Work instruction » Please repeat the data in full, character for character.

Segment Open

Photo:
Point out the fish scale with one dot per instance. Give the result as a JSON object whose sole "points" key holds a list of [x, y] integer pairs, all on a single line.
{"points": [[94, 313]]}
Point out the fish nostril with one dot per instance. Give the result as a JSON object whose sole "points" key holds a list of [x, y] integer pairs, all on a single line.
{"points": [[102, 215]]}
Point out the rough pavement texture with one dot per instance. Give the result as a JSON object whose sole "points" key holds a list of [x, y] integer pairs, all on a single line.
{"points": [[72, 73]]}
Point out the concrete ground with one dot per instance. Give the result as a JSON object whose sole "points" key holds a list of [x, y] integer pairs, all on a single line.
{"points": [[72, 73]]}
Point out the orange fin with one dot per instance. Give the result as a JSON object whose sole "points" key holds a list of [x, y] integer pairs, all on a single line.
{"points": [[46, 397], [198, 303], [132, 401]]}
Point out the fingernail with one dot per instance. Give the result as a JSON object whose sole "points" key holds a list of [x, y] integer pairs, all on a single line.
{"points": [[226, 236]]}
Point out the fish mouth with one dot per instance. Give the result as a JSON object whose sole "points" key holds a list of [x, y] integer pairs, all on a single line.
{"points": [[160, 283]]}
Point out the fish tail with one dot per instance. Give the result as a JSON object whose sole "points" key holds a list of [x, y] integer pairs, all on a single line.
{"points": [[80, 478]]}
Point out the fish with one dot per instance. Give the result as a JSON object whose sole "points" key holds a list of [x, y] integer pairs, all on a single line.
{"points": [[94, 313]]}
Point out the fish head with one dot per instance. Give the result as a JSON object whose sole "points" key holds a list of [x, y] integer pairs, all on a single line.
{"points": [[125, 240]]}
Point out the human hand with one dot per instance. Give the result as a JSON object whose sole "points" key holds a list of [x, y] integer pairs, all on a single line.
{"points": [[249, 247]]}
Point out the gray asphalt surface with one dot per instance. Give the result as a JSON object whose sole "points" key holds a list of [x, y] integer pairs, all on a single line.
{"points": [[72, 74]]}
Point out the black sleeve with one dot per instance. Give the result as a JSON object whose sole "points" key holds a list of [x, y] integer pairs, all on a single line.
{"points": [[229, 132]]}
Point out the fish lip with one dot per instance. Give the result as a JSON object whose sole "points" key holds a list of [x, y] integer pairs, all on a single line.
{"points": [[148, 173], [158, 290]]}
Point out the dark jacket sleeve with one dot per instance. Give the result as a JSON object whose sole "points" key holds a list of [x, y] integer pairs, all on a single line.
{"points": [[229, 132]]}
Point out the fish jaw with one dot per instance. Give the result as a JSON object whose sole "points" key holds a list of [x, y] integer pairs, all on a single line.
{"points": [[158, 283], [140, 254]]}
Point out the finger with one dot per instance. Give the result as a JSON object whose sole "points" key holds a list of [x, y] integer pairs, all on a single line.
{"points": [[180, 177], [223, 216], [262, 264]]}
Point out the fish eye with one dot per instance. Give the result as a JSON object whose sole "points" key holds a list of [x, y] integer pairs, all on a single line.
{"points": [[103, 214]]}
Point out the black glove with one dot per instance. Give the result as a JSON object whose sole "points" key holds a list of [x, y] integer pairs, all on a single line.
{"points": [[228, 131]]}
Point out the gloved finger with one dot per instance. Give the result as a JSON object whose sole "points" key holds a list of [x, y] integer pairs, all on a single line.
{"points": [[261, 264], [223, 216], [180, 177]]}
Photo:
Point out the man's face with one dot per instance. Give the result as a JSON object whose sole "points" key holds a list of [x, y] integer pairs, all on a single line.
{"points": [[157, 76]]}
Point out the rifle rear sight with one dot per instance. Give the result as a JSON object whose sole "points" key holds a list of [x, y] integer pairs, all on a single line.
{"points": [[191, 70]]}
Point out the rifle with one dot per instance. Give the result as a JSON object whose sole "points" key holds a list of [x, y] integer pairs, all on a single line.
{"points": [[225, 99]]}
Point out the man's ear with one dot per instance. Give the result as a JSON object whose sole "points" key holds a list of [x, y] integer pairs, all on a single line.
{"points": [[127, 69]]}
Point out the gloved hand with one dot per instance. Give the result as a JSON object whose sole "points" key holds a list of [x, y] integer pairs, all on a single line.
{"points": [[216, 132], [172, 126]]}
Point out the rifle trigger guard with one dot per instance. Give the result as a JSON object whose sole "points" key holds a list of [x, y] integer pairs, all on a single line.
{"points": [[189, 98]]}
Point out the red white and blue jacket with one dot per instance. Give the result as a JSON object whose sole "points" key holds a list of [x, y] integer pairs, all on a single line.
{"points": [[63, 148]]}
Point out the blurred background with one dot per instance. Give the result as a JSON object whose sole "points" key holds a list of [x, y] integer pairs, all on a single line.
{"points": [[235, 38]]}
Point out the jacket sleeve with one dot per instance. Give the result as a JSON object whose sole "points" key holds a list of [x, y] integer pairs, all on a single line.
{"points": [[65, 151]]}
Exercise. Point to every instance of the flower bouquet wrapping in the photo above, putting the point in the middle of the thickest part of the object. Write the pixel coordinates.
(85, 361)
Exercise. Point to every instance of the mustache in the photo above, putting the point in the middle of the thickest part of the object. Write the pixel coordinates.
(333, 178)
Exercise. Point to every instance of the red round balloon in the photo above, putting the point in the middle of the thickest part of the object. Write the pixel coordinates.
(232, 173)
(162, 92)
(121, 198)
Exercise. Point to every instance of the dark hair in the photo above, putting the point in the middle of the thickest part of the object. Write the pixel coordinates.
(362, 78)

Segment Closed

Your response »
Photo:
Point out the fish scale with one dot per instance. Give the result as a JSON object whose sole "points" key holds a list of [x, y] integer pairs, all on a single line.
{"points": [[94, 313]]}
Point out the fish nostril with one dot per instance. Give the result as a JSON object whose sole "points" key holds a list of [x, y] integer pairs, all on a single line.
{"points": [[102, 215]]}
Point out the rough pavement texture with one dot per instance. Give the result as a JSON object whose sole "points" key holds a list of [x, y] integer pairs, all on a single line.
{"points": [[72, 73]]}
Point out the concrete ground with one dot per instance. Give the result as a JSON object whose sole "points" key holds a list of [x, y] integer pairs, all on a single line.
{"points": [[72, 73]]}
Point out the orange fin with one dot per instance. Give the result as a JSON object whose sole "points" key holds a list of [x, y] integer pairs, all on a single line.
{"points": [[46, 397], [198, 303], [132, 401]]}
Point out the fingernail with one dot per instance. Give the result as a JSON object whose sole "points" key holds a list of [x, y] integer pairs, all on a single line.
{"points": [[226, 236]]}
Point out the fish mouth with one dot per instance. Give the result as a JSON object whose sole "points" key holds a list of [x, y] integer pairs, all on a single line.
{"points": [[160, 283]]}
Point out the fish tail with one dot per instance. Give the result as a JSON object whose sole "points" key holds a list of [x, y] integer pairs, all on a single line.
{"points": [[80, 478]]}
Point out the fish with one dot per instance. Give the result as a JSON object whose sole "points" key holds a list of [x, y] integer pairs, all on a single line.
{"points": [[94, 313]]}
Point out the fish head with one dot per instance. Give the result as a JSON object whose sole "points" key holds a list of [x, y] integer pairs, all on a single line.
{"points": [[125, 240]]}
Point out the human hand with one dot per instance. Give the result as a JSON object whose sole "points" key holds a list of [x, y] integer pairs, all on a single line.
{"points": [[249, 247]]}
Point out the gray asphalt surface with one dot per instance. Give the result as a JSON object whose sole "points" key holds a list of [x, y] integer pairs, all on a single line.
{"points": [[72, 74]]}
Point out the black sleeve with one dot per instance. Give the result as a JSON object whose sole "points" key holds a list of [x, y] integer pairs, all on a single line.
{"points": [[229, 132]]}
Point out the fish lip with one dot per instance. Give the result as a JSON object whose sole "points" key holds a list of [x, y] integer pairs, all on a single line.
{"points": [[148, 173], [158, 290]]}
Point out the dark jacket sleeve with one dot per instance. Give the result as a JSON object whose sole "points" key holds a list of [x, y] integer pairs, all on a single line.
{"points": [[229, 132]]}
Point out the fish jaw with one dot per instance. Give the result as a JSON object whose sole "points" key holds a list of [x, y] integer pairs, all on a single line.
{"points": [[158, 283], [140, 254]]}
Point out the finger with one dot per instance. Give the result as a JSON object whose sole "points" key holds a list of [x, y] integer pairs, all on a single line.
{"points": [[180, 177], [223, 216], [262, 264]]}
Point out the fish eye with one dot per instance. Give the result as a JSON object whose sole "points" key holds a list of [x, y] integer pairs, all on a single line.
{"points": [[103, 214]]}
Point out the black glove with one dot per instance. Give the result as a JSON object whose sole "points" key holds a list of [x, y] integer pairs, all on a single line.
{"points": [[228, 131]]}
Point out the gloved finger with one dot per instance. Give the result as a JSON object whose sole "points" key holds a list of [x, y] integer pairs, all on a single line.
{"points": [[261, 264], [223, 216], [180, 177]]}
Photo:
Point out the man's face with one dot per instance. Give the result as a JSON object whose sole "points" key holds a list of [x, y] integer pairs, all on a single line.
{"points": [[157, 76]]}
Point out the rifle rear sight with one dot per instance. Give the result as a JSON object whose sole "points" key holds a list of [x, y] integer pairs, all on a single line.
{"points": [[191, 70]]}
Point out the rifle with one dot per instance. Give the result as a JSON object whose sole "points" key holds a list of [x, y] integer pairs, all on a single line.
{"points": [[225, 99]]}
Point out the man's ear with one dot per instance. Give the result as a JSON object whose sole "points" key holds a list of [x, y] integer pairs, all on a single line.
{"points": [[127, 69]]}
Point out the gloved hand with one dot per instance. Give the result as a JSON object whose sole "points" key holds a list of [x, y] integer pairs, all on a single line.
{"points": [[216, 132], [172, 126]]}
Point out the rifle trigger guard with one dot per instance. Give the result as a JSON object whose sole "points" key holds a list of [x, y] integer pairs, all on a single line.
{"points": [[189, 98]]}
Point out the red white and blue jacket with one dot per instance. Give the result as a JSON object whose sole "points" key holds a list of [x, y] integer pairs, all on a single line.
{"points": [[63, 148]]}
Point out the blurred background with one dot per instance. Give the result as a JSON object whose sole "points" key holds a list of [x, y] integer pairs, all on a single line.
{"points": [[235, 38]]}
Point out the jacket sleeve with one dot per instance. Give the result as a JSON object whose sole "points" key holds a list of [x, y] integer pairs, all on a single line.
{"points": [[65, 151]]}
Exercise. Point to every instance of the flower bouquet wrapping in the photo above, putting the point in the middle of the thickest part of the object. Write the pixel coordinates.
(85, 361)
Exercise. Point to every instance of the mustache in the photo above, putting the point in the middle of the thickest part of the object. Write the pixel coordinates.
(333, 178)
Exercise. Point to every instance of the red round balloon in the photo above, putting the point in the middle of the thickest part of the object. Write the pixel coordinates.
(232, 173)
(162, 92)
(121, 198)
Exercise. Point to every instance of the dark hair in the photo above, putting the point in the middle of the thickest part of the object. Write the pixel coordinates.
(362, 78)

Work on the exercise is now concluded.